- **ARBEITSAUFTRAG**
Bitte setzen Sie den Artikel über das Schrumpfen des Merkur im Anschluss an seinen letzten Satz fort.

- **AUSGANGSTEXT**
______________________________
Merkur schrumpfte stärker als gedacht
von Stefan Deiters astronews.com
24. März 2014
Der innerste Planet Merkur ist im Laufe seiner Entwicklung
stärker geschrumpft als gedacht. Dies ergab die sorgfältige Auswertung von
Oberflächenstrukturen, die auf den Bildern der Sonde MESSENGER zu erkennen sind.
Der jetzt gefundene Wert stimmt auch besser mit theoretischen Modellen über das
Abkühlverhalten des Gesteinsplaneten überein.

Auch kleine
Strukturen wie dieser Steilhang (Pfeile) verraten
etwas über die Entwicklung des Merkur.
______________________________
- **MATERIAL**
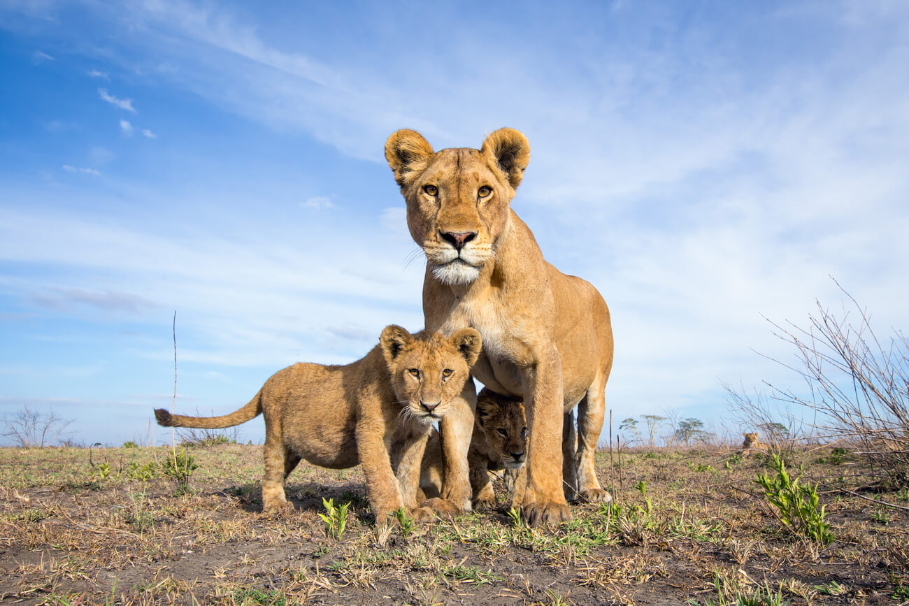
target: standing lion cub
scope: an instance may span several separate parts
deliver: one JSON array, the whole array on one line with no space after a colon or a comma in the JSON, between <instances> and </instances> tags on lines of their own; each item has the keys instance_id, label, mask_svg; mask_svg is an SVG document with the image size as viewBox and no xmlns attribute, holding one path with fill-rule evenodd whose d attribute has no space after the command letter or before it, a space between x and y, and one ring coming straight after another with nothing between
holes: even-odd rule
______________________________
- **LÖSUNG**
Bild: NASA / Johns Hopkins University
Applied Physics Laboratory / Carnegie Institution
of Washington |
Genaueres über wesentliche Teile der Oberfläche des innersten und kleinsten
Planeten des Sonnensystems wissen Planetenforscher erst, seit die NASA-Sonde
MErcury Surface, Space ENvironment, GEochemistry, and Ranging
(MESSENGER) den Merkur aus einer Umlaufbahn erfasst. Zuvor gab es nämlich nur
von rund der Hälfte der Merkuroberfläche detailliertere Bilder.
Im Gegensatz zur Erde verfügt der Planet nicht über tektonische Platten. Die
oberste Schicht des Merkur besteht also aus einer einzelnen Gesteinsplatte. Nach
seiner Entstehung ist der Merkur langsam abgekühlt und geschrumpft. Die feste
Oberfläche hat sich dadurch verändert, es entstanden Risse, Spalten und
Kliffkanten.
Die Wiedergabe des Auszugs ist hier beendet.